What this task involves ▸ Identify every line in the material below that contains the string "stone" and copy each of those lines. The match is case-sensitive.

Material shown ▸
▽

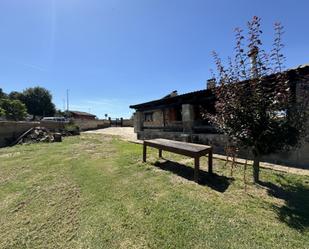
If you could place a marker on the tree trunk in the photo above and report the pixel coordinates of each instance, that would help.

△
▽

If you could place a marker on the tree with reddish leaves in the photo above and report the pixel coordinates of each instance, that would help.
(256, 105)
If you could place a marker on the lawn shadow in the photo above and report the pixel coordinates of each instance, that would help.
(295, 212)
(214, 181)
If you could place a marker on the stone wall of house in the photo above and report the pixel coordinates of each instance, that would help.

△
▽

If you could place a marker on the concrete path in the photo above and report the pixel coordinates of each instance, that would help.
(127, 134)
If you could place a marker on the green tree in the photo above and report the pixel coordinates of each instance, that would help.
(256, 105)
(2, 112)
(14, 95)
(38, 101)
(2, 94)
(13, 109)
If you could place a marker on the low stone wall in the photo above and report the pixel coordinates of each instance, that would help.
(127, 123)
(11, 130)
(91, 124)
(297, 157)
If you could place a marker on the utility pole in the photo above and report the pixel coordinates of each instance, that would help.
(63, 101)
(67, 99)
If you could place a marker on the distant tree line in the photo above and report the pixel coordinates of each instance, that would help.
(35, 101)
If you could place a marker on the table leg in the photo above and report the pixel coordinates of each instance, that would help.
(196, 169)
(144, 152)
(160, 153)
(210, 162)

△

Finished task ▸
If you could place a marker on the stone wall of house in the photo above and report the pixel coordinates of each instance, that would help.
If you could place a marker on the low stone wall in the photo above and report the pixel coordinates of each instance, that would help.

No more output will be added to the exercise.